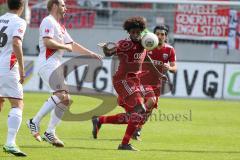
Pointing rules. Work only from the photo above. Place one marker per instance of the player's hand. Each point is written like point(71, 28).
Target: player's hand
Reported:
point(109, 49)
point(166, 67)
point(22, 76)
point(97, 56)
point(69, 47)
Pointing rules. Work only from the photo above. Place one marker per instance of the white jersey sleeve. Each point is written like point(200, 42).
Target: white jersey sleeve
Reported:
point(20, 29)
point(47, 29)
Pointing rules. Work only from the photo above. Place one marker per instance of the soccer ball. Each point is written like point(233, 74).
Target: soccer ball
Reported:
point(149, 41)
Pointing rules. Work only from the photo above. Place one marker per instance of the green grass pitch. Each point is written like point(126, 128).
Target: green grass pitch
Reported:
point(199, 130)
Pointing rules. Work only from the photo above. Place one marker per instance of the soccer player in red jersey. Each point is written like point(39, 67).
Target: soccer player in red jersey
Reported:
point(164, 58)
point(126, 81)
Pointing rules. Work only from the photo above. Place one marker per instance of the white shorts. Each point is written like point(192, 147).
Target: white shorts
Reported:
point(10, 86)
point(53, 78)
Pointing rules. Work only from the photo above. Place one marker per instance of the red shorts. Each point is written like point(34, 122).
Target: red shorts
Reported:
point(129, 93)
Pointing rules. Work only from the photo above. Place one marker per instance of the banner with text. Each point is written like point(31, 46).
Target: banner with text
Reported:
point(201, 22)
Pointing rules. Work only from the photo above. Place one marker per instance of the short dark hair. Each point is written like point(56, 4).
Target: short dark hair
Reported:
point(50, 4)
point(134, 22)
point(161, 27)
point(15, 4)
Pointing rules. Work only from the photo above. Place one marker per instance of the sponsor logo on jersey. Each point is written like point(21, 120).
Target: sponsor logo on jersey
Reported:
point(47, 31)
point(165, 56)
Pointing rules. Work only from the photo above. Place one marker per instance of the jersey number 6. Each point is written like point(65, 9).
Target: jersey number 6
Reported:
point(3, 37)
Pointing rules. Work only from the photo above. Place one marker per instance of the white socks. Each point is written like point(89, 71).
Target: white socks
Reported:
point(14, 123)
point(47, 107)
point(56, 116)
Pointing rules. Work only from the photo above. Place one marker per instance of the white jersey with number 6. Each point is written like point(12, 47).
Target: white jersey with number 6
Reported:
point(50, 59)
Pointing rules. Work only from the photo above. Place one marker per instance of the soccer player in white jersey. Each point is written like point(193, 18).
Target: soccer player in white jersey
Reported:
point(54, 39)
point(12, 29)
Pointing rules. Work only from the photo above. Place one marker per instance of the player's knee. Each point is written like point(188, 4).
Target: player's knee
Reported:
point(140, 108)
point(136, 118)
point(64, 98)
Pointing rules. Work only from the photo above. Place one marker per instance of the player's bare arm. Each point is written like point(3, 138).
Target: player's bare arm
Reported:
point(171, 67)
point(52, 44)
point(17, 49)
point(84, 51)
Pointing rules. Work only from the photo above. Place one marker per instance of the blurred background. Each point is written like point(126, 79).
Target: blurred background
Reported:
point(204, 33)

* Written problem
Can you put each line of the listing above into a JSON list of strings, one string per line, with blank lines skipped and the pictures left out?

* Correct answer
[
  "Pointing rules. Work only from the photo above. Place one marker per instance of the player's hand. Each point is written like point(71, 28).",
  "Target: player's hand",
  "Reported:",
  "point(109, 49)",
  "point(166, 67)",
  "point(22, 76)",
  "point(97, 56)",
  "point(69, 47)",
  "Pointing rules. Work only from the photo above. Place one marker per instance of the white jersey sleeve. Each point is written like point(200, 42).",
  "Target: white jersey sleeve",
  "Reported:",
  "point(20, 29)",
  "point(47, 29)",
  "Pointing rules. Work only from the photo above. Place one marker per instance of the soccer ball. Each point is written like point(233, 74).",
  "Target: soccer ball",
  "Reported:",
  "point(149, 41)",
  "Pointing rules. Work only from the photo above. Place one marker per instance of the green grass pitch. Each point is written like point(126, 128).",
  "Target: green grass pitch",
  "Reported:",
  "point(199, 130)",
  "Pointing rules. Work only from the photo above. Place one marker per instance of the soccer player in red jersey. Each point is written like point(39, 67).",
  "Target: soccer player in red jersey",
  "Reported:",
  "point(164, 58)",
  "point(126, 81)",
  "Pointing rules. Work only from the photo above. Place one marker per instance of the white shorts. Each point is written like point(192, 147).",
  "Target: white shorts",
  "Reported:",
  "point(10, 86)",
  "point(53, 78)",
  "Pointing rules. Work only from the photo above. Place one marker per instance of the red shorts. Each point is written like point(34, 122).",
  "Target: red shorts",
  "Reported:",
  "point(129, 93)",
  "Pointing rules. Work only from the photo above. Place one marker per instance of the banner with text. Each point is written like point(31, 46).",
  "Target: banner with text",
  "Reported:",
  "point(201, 22)",
  "Pointing rules. Work only from the photo above. Place one marker per instance of the short dark hair. Each point is written like point(56, 4).",
  "Target: short dark hair",
  "Reported:",
  "point(50, 4)",
  "point(134, 22)",
  "point(161, 27)",
  "point(15, 4)",
  "Pointing rules. Work only from the photo above. Place one marker per instance of the sponsor logo on jersey. Each point is written like point(21, 120).",
  "Target: sponsor logo on jersey",
  "Reported:",
  "point(47, 31)",
  "point(165, 56)",
  "Pointing rules. Work only from the photo above. Place one marker per instance of the jersey number 6. Each point is written like point(65, 9).",
  "Target: jersey number 6",
  "Reported:",
  "point(3, 37)",
  "Pointing rules. Work only from the photo above. Place one marker per instance of the white socks. Each point is written like point(89, 71).",
  "Target: white socks",
  "Reported:",
  "point(14, 123)",
  "point(47, 107)",
  "point(56, 116)",
  "Pointing rules. Work only from the photo above. Place one marker per instance of the white jersey with number 6. Each point is written like point(12, 47).",
  "Target: white jersey with number 6",
  "Reported:",
  "point(50, 59)",
  "Pointing rules. Work only from the photo above. Place one marker per instance of the soccer player in white jersey. Each point is written like point(193, 18).",
  "Target: soccer player in white jersey",
  "Reported:",
  "point(54, 39)",
  "point(12, 29)",
  "Pointing rules. Work only from the photo above. Place one marker per instance of the player's knee. Each point is written like point(188, 4).",
  "Target: player's knee",
  "Reported:",
  "point(140, 108)",
  "point(136, 118)",
  "point(64, 98)",
  "Pointing rules. Work only from the photo above. Place one marker per instance of the player's bare arm. Each point is written like point(3, 138).",
  "Target: player's bare arm",
  "Reported:",
  "point(171, 67)",
  "point(52, 44)",
  "point(17, 49)",
  "point(84, 51)",
  "Pointing rules. Work only from the photo above. Place one marker per instance of the blurred background. Each point is written like point(126, 79).",
  "Target: blurred background",
  "Reported:",
  "point(204, 33)"
]